= Instructions to follow =
Transcribe every record exactly.

--- Data provided Enclosed Below ---

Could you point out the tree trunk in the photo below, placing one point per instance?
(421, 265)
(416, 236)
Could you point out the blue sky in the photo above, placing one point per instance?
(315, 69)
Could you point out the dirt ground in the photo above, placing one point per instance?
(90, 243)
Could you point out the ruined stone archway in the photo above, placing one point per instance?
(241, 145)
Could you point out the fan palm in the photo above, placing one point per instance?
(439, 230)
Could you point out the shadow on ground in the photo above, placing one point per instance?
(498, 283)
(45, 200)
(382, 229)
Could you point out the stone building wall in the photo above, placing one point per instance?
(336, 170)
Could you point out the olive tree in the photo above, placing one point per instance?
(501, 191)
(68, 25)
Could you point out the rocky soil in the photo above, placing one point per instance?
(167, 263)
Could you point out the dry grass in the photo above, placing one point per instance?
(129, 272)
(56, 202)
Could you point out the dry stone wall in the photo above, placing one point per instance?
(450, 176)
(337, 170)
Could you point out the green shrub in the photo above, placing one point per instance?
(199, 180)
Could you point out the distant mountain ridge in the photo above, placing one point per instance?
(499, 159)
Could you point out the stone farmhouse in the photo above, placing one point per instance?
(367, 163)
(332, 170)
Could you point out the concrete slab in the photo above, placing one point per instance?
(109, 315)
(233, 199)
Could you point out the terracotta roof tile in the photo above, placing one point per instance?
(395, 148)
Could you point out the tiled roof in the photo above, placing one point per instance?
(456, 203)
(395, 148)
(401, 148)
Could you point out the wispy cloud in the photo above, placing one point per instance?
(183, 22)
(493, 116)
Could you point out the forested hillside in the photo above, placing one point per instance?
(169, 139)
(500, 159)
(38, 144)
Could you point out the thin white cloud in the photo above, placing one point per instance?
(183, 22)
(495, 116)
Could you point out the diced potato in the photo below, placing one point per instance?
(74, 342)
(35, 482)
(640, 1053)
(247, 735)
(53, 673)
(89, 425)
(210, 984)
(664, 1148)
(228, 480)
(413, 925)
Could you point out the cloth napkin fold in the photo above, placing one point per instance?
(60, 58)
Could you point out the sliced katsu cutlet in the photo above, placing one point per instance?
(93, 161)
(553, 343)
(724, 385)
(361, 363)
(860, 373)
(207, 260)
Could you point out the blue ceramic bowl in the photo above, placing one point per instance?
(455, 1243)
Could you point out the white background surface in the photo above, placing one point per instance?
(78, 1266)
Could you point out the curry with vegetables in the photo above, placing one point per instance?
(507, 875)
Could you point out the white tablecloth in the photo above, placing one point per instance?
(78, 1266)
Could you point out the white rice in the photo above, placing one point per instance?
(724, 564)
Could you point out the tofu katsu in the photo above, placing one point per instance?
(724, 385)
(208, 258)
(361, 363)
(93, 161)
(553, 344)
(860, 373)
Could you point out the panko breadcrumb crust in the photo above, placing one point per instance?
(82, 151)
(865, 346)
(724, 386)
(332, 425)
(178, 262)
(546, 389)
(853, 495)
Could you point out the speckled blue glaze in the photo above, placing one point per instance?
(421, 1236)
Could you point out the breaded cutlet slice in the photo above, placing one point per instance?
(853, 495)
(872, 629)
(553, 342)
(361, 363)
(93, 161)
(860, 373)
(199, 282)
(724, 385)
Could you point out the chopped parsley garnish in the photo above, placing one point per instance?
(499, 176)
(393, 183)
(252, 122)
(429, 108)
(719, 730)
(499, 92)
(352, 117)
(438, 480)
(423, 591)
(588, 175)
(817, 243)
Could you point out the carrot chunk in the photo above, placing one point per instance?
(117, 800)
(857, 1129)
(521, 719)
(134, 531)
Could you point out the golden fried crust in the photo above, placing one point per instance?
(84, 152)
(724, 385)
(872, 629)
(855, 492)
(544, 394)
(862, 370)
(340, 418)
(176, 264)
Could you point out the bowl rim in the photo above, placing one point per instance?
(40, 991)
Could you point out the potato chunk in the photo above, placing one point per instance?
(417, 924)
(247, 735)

--- End of Enclosed Data provided ---

= Result of the exercise =
Could you point out the tree trunk in the photo below, placing one point per instance?
(421, 265)
(416, 236)
Could you point out the blue sky in the photo above, placing one point per instance?
(315, 69)
Could you point out the dirt ground in the photo above, placing one point per instance?
(90, 243)
Could you point out the ruined stone archway in the photo above, placing one point per instance?
(241, 145)
Could you point out the fan palm in the photo above, placing one point per instance?
(439, 230)
Could you point out the shadow on ground in the photo above, placing one point per instance?
(498, 283)
(45, 200)
(382, 229)
Could you point out the stone building wall in the photo above, placing one point per instance?
(336, 170)
Could you point out the olive tree in the photo above, placing one point per instance?
(501, 191)
(68, 25)
Could you point out the rocky soil in the photo above, placing one point per instance?
(167, 263)
Could you point out the dry grass in the photo above, placing one point per instance?
(129, 272)
(56, 202)
Could you point out the dry stone wall in the photo above, placing one point per instance?
(450, 176)
(337, 170)
Could you point out the green shrub in the photo above, placing one point per instance?
(199, 180)
Could you point out the distant mountain ridge in the photo above, placing one point per instance?
(499, 159)
Could you point out the stone farmhouse in the photo above, placing one point per instance?
(367, 163)
(332, 170)
Could you point out the concrete slab in the photo above, placing one point per instance?
(109, 315)
(233, 199)
Could you point out the terracotta roof tile in the photo above, placing one point per instance?
(395, 148)
Could you point out the tiled roof in the photo above, placing one point per instance?
(456, 203)
(395, 148)
(401, 148)
Could you point out the wispy cloud in the photo above, placing one point per instance?
(183, 22)
(493, 116)
Could you point out the forested hillside in the photo above, placing one point per instance?
(169, 139)
(500, 159)
(38, 144)
Could you point out the thin white cloud in the photo above, placing one point per instance?
(183, 22)
(495, 116)
Could you point out the diced potato in the photo below, placing one point per instance?
(74, 342)
(35, 482)
(640, 1053)
(247, 735)
(53, 673)
(89, 425)
(210, 984)
(664, 1148)
(228, 480)
(413, 925)
Could you point out the cloth napkin fold in the photo above, placing one point per instance?
(60, 58)
Could you point out the sliced katsu cutlet in the photo above, placing one point per instance?
(93, 161)
(553, 343)
(724, 385)
(361, 363)
(860, 373)
(207, 260)
Could you point out the blue ceramic bowl in the photo above, placing one point per instance?
(455, 1243)
Could you point out the white background surface in the photo above, placing one point per instance?
(78, 1266)
Could you point out the curry with vegetables in the photo above, placing one point per instance?
(507, 875)
Could you point out the white tablecloth in the photo above, placing one point per instance?
(78, 1266)
Could you point out the white rice in the photo above, placing one point per instance?
(724, 564)
Could you point out the tofu katsu in the photo above, placing one point per instance?
(724, 385)
(208, 258)
(361, 363)
(93, 161)
(553, 344)
(860, 373)
Could you point out the panko breadcrumb crust in the photo above, placing one point per instance?
(82, 151)
(865, 346)
(724, 386)
(332, 425)
(178, 262)
(546, 389)
(853, 495)
Could you point out the speckled blue glaze in the photo above, placing one point per instance?
(421, 1236)
Could you point out the breaded cutlet slice in the photo above, placing one point per instance?
(853, 495)
(872, 629)
(553, 342)
(361, 363)
(93, 161)
(860, 373)
(199, 282)
(724, 385)
Could you point out the chopped parsley garnish in the photo above, placing one point per instance?
(499, 176)
(393, 183)
(252, 122)
(429, 108)
(719, 730)
(499, 92)
(352, 117)
(438, 480)
(423, 591)
(588, 175)
(817, 243)
Could you point out the carrot chunk in the photo above, placing one point per instance?
(117, 800)
(857, 1129)
(521, 719)
(134, 531)
Could you point out the golden fried crust in the photo above, placing one point per instance?
(84, 152)
(724, 385)
(872, 629)
(855, 492)
(544, 394)
(862, 370)
(340, 418)
(176, 264)
Could you point out the bowl rim in the photo above, placing one point per instance?
(40, 991)
Could you point out the potato chunk in the photo above, placing one point per instance?
(417, 924)
(247, 735)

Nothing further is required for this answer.